# INSTRUCTIONS FOR THE TASK:
Convert every line of the items below into a JSON list of strings, one string per line, with blank lines omitted and the pictures left out.
** begin RECORDS PROVIDED **
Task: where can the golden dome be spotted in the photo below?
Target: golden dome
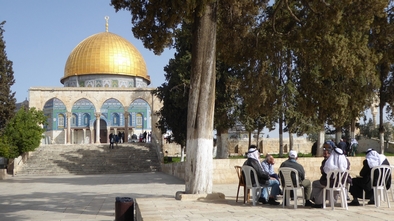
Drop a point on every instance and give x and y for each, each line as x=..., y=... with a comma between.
x=105, y=53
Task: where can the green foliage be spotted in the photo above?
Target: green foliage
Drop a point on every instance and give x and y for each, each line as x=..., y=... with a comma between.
x=23, y=133
x=7, y=100
x=369, y=130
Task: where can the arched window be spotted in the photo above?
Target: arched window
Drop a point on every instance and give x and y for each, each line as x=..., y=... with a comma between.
x=138, y=119
x=60, y=121
x=86, y=120
x=115, y=119
x=74, y=120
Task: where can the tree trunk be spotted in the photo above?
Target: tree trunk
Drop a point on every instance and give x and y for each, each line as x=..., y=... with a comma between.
x=381, y=127
x=338, y=134
x=353, y=129
x=199, y=162
x=222, y=150
x=320, y=142
x=280, y=137
x=182, y=153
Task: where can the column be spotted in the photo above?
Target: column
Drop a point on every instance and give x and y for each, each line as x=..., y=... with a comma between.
x=126, y=125
x=69, y=115
x=84, y=136
x=91, y=140
x=72, y=136
x=65, y=136
x=97, y=114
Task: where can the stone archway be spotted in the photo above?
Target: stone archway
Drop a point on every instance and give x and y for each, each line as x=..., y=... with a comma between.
x=103, y=131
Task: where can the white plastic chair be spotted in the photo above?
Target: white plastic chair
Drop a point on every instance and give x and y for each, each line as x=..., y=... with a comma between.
x=256, y=189
x=337, y=179
x=391, y=189
x=379, y=190
x=288, y=185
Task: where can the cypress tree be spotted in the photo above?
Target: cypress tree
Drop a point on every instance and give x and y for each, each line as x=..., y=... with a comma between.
x=7, y=100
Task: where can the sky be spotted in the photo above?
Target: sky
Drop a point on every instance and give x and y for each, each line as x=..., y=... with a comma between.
x=40, y=35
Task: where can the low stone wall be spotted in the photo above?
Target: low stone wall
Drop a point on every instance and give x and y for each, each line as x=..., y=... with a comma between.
x=240, y=146
x=3, y=174
x=224, y=171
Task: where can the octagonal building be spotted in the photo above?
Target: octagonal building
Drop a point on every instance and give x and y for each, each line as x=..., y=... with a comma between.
x=105, y=91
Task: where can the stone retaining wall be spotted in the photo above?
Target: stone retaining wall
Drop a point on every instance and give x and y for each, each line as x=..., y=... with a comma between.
x=224, y=171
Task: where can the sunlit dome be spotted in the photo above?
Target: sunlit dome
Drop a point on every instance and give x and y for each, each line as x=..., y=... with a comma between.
x=105, y=54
** end RECORDS PROVIDED **
# ANSWER TO THIS TASK:
[
  "Task: where can the golden dome be spotted in the photo below?",
  "Target: golden dome",
  "Drop a point on every instance and give x and y for each, each line as x=..., y=... with a comma between.",
  "x=105, y=53",
  "Task: where can the green foliage be spotted in the photo above?",
  "Target: green foliage",
  "Drop a point on every instance and give x and y for each, each line as x=..., y=... with a comma between.",
  "x=23, y=133",
  "x=7, y=100",
  "x=369, y=130",
  "Task: where can the arched window be spotted in the photo above?",
  "Target: arched window",
  "Drop a point on every instance and give x and y for each, each line as x=..., y=... with a comma between.",
  "x=138, y=119",
  "x=60, y=121",
  "x=86, y=120",
  "x=115, y=119",
  "x=74, y=120",
  "Task: where can the tree trunk be spotted in the photo above?",
  "Target: tree trunk",
  "Drop a point on every instance and give x and y for each, each line as x=..., y=... with a comma between.",
  "x=381, y=127",
  "x=338, y=134",
  "x=353, y=129",
  "x=199, y=162",
  "x=222, y=150",
  "x=320, y=142",
  "x=280, y=137",
  "x=182, y=153",
  "Task: where can the column be spotted in the photo above?",
  "Target: column",
  "Drop a point on every instance and give x and y for each, each line as x=..., y=... with a comma between.",
  "x=126, y=125",
  "x=69, y=115",
  "x=84, y=136",
  "x=91, y=140",
  "x=72, y=136",
  "x=65, y=136",
  "x=97, y=114",
  "Task: where can the stone archway be spotted in the photo above?",
  "Target: stone archway",
  "Drop a point on every instance and give x and y for each, each line as x=..., y=... with a comma between.",
  "x=103, y=131",
  "Task: where can the white plastic chair be spotted in the photo above?",
  "Target: white plastic chair",
  "Drop a point on every instance and give x and y for each, each line as x=..., y=... with a comma between.",
  "x=256, y=189",
  "x=337, y=179",
  "x=391, y=189",
  "x=379, y=190",
  "x=288, y=185",
  "Task: where can the cypress tree be spotted in the photo above?",
  "Target: cypress tree",
  "Drop a point on every instance and give x and y for each, each line as x=..., y=... with a comma between.",
  "x=7, y=100",
  "Task: where can the sky be spotted in the photo above?",
  "Target: sky",
  "Drop a point on every instance and give x and y for each, each line as x=..., y=... with a comma between.",
  "x=40, y=35",
  "Task: where can the low stone wall be spotted in the photo above?",
  "Target: low stone wall",
  "Drop a point on every instance and give x and y for each, each line as x=..., y=... with a comma between.",
  "x=240, y=146",
  "x=3, y=174",
  "x=224, y=171",
  "Task: where can the octagonal building be spotted in the photo above?",
  "Target: octagonal building",
  "Drop a point on every instance and give x and y for each, each line as x=..., y=... with a comma between.",
  "x=105, y=91",
  "Task: where can the stone retaining wall be spotted in the photo above?",
  "Target: stone retaining wall",
  "Drop a point on every instance and give x and y for each, each line as x=..., y=... with a comma between.",
  "x=224, y=171",
  "Task: where can the sunlit dome be spotted in the photo above?",
  "Target: sunlit dome",
  "Drop a point on every instance and give x and y for each, each line as x=..., y=... with a comma between.",
  "x=105, y=54"
]